Would you copy out exactly the lines of the listing below, beginning with the one that contains "[ ] one point per instance of the white coffee" and ending with the last?

Input:
--------------------

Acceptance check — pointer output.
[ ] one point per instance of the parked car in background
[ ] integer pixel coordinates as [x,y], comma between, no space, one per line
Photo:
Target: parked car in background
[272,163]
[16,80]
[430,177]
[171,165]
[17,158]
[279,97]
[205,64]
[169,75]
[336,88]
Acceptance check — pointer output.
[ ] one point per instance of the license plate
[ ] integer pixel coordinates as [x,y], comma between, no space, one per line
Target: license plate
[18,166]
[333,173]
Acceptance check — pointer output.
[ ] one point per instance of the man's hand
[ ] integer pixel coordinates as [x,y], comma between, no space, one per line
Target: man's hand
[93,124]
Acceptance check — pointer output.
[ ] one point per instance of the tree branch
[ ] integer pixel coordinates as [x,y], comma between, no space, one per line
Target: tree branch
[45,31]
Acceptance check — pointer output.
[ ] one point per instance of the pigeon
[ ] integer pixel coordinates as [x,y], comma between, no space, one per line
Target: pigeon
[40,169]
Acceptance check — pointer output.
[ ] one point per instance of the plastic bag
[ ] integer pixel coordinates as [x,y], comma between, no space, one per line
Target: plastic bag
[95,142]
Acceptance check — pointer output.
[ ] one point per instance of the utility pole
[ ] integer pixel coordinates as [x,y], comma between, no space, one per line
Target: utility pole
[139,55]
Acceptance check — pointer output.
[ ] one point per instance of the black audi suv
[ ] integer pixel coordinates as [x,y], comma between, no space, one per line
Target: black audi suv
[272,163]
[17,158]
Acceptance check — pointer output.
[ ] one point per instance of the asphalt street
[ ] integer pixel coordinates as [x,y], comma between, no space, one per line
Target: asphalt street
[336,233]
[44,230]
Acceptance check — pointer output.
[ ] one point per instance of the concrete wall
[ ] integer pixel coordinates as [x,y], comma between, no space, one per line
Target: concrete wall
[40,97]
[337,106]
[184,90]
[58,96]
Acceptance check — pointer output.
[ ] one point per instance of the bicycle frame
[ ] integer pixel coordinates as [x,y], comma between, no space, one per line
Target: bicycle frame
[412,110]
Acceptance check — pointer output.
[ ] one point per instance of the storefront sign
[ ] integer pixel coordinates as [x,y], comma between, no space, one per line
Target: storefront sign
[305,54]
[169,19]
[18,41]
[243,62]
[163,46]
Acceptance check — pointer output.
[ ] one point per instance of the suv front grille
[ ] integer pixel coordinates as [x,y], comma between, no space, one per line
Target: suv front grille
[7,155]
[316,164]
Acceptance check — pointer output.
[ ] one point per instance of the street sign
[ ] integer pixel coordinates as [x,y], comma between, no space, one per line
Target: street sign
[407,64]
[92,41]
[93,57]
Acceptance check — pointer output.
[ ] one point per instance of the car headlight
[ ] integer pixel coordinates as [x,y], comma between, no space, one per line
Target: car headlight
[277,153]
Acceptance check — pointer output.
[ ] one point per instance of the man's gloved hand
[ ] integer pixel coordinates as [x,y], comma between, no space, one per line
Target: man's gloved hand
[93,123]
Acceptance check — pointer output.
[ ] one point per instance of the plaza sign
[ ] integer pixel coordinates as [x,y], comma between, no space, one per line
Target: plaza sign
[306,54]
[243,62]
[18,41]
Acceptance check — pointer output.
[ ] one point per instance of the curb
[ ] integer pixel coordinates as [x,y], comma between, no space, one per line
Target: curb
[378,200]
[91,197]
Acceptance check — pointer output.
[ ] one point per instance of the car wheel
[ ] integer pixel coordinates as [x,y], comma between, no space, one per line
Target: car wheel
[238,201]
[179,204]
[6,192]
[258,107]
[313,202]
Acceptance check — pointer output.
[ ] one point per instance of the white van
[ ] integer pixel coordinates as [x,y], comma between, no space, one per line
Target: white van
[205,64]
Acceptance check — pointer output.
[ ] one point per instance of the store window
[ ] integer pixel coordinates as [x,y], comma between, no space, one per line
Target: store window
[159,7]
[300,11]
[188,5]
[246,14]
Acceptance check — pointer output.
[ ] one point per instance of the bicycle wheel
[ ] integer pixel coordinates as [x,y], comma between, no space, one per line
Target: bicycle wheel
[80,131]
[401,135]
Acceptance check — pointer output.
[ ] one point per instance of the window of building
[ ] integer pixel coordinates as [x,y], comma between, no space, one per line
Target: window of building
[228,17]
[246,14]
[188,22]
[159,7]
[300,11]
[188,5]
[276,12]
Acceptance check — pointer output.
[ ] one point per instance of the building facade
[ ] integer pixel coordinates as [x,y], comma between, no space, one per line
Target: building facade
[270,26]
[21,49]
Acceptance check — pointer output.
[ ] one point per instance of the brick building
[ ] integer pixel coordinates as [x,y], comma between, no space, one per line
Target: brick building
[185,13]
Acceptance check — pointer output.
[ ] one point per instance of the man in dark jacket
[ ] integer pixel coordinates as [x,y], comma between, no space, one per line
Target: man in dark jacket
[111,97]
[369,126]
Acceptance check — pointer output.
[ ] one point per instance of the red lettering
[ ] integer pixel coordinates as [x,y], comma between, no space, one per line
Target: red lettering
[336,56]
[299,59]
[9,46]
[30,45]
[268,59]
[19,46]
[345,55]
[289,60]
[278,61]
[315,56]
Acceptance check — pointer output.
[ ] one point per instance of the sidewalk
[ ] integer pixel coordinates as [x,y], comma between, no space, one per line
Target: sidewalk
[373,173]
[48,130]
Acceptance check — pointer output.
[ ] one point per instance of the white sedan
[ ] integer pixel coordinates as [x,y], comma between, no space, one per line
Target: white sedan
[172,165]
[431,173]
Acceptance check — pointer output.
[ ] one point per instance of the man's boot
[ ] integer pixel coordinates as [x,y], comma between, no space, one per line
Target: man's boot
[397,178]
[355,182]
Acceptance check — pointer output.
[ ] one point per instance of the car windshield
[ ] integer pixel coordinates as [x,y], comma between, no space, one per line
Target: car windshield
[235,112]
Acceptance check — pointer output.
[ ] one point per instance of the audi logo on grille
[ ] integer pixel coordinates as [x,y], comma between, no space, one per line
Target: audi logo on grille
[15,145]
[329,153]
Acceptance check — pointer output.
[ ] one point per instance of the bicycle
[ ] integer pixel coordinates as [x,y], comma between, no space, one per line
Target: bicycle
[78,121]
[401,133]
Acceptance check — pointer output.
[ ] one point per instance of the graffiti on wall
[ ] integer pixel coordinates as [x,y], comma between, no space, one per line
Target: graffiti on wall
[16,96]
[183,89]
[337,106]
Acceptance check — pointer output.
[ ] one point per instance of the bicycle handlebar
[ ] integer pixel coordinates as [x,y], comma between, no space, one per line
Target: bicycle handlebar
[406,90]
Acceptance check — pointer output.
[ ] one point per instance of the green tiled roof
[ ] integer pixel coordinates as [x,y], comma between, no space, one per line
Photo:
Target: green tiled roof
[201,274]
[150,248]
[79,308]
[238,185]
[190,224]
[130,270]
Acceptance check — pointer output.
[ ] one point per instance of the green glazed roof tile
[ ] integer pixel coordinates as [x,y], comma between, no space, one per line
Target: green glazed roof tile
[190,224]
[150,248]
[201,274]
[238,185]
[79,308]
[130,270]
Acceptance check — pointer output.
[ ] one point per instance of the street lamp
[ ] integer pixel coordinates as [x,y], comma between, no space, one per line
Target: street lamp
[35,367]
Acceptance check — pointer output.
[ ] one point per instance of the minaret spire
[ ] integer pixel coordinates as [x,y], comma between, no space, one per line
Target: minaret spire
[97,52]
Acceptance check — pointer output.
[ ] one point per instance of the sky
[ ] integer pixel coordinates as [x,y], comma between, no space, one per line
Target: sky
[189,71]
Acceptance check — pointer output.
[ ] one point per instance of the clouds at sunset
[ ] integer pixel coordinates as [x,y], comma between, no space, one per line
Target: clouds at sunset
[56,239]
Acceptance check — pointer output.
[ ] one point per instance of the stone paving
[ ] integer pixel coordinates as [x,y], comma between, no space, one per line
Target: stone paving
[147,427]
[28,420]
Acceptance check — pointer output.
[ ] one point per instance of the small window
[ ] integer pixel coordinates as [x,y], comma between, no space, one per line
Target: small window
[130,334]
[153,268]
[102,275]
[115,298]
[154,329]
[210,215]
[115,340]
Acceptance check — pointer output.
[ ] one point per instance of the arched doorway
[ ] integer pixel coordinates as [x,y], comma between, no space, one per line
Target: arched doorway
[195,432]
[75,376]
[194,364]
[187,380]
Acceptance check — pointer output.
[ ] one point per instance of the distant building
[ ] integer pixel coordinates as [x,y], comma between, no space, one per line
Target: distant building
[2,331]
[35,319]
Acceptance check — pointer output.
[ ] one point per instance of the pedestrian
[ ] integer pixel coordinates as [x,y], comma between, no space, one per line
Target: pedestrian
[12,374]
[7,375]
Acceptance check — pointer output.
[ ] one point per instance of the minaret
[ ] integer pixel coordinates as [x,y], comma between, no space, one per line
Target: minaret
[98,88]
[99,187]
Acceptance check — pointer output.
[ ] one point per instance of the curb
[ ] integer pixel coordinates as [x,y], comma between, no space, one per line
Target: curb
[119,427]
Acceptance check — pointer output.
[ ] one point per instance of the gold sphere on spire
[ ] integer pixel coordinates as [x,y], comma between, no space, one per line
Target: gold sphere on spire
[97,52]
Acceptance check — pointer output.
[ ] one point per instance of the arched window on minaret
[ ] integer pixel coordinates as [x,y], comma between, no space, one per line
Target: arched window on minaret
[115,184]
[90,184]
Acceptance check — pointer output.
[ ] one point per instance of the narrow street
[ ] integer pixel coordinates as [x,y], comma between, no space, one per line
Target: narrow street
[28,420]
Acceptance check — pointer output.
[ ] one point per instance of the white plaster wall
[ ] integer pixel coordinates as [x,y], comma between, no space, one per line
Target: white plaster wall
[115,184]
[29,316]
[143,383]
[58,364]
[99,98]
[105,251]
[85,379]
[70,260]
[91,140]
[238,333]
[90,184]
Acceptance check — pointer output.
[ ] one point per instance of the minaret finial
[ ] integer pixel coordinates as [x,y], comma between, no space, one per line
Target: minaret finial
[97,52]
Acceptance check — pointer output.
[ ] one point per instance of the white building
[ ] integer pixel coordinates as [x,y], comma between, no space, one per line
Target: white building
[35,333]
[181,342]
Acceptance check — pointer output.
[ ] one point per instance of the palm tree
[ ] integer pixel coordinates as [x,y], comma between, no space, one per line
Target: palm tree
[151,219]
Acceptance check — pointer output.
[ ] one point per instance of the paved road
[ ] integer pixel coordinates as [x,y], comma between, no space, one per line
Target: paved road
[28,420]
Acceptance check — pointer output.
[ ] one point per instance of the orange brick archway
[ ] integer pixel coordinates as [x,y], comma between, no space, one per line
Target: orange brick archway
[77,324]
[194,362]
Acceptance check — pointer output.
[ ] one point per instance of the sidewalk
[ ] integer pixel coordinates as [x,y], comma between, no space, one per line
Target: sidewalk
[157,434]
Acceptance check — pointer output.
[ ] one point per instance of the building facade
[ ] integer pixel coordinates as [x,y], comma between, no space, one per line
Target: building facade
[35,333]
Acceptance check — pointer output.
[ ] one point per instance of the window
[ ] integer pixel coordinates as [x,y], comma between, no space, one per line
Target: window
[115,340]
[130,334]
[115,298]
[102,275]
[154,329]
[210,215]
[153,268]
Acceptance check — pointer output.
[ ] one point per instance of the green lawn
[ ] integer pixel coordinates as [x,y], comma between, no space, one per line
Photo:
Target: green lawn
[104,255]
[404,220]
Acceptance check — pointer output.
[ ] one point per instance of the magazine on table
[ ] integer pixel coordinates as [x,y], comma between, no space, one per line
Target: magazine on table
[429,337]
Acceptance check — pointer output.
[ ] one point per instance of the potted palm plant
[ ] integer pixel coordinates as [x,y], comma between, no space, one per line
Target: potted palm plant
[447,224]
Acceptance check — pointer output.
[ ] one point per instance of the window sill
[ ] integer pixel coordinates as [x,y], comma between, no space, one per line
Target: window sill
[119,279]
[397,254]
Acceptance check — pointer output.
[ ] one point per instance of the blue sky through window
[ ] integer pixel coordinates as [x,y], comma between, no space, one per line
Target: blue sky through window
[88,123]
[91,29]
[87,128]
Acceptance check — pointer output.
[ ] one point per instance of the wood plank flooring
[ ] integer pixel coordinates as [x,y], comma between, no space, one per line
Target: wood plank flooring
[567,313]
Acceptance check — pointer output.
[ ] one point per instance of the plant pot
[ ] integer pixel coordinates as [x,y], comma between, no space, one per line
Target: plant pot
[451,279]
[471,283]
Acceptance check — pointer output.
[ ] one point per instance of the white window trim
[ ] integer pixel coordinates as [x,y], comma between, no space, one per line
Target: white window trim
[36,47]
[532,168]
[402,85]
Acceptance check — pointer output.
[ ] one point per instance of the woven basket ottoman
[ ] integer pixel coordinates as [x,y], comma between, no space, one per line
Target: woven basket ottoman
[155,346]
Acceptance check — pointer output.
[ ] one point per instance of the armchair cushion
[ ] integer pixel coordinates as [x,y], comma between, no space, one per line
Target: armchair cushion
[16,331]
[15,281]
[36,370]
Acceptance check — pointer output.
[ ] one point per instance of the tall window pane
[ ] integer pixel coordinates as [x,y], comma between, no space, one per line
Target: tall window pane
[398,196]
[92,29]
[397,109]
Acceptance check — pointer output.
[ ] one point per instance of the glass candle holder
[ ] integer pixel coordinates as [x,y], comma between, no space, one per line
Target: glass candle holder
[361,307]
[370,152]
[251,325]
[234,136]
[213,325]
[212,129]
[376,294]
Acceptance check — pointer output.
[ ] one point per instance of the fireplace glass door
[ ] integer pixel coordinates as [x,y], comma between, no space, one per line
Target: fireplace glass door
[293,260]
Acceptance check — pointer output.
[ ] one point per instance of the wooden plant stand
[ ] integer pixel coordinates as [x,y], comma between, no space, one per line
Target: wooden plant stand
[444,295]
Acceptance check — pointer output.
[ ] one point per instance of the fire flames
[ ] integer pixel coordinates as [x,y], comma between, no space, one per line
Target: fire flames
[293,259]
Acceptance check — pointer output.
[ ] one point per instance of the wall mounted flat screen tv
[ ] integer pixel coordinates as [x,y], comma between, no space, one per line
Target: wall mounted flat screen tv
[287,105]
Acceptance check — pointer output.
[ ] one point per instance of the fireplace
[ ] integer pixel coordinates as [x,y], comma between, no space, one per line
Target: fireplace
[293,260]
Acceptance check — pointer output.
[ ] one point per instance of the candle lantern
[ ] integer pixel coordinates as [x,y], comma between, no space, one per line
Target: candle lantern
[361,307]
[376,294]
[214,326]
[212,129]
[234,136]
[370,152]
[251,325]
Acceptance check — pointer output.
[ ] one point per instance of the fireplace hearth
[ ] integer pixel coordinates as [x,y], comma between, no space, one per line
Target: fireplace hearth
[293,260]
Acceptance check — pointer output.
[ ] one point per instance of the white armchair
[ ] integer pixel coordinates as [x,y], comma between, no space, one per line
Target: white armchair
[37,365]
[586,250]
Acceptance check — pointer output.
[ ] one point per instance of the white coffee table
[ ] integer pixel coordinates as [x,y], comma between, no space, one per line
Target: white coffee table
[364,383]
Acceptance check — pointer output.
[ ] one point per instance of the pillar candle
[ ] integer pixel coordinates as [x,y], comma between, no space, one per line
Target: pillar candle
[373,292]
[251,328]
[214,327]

--------------------

Solution for this problem:
[ ] one point per instance of the white coffee table
[ ] integer pixel coordinates as [x,y], comma between, no space, one per line
Target: white coffee table
[364,383]
Acceptance check — pointer output.
[ ] one point per instance of the pillar candle
[ ] integer pixel coordinates as [x,y], comma between, no space, one per line
Target: pillar candle
[373,292]
[251,328]
[214,327]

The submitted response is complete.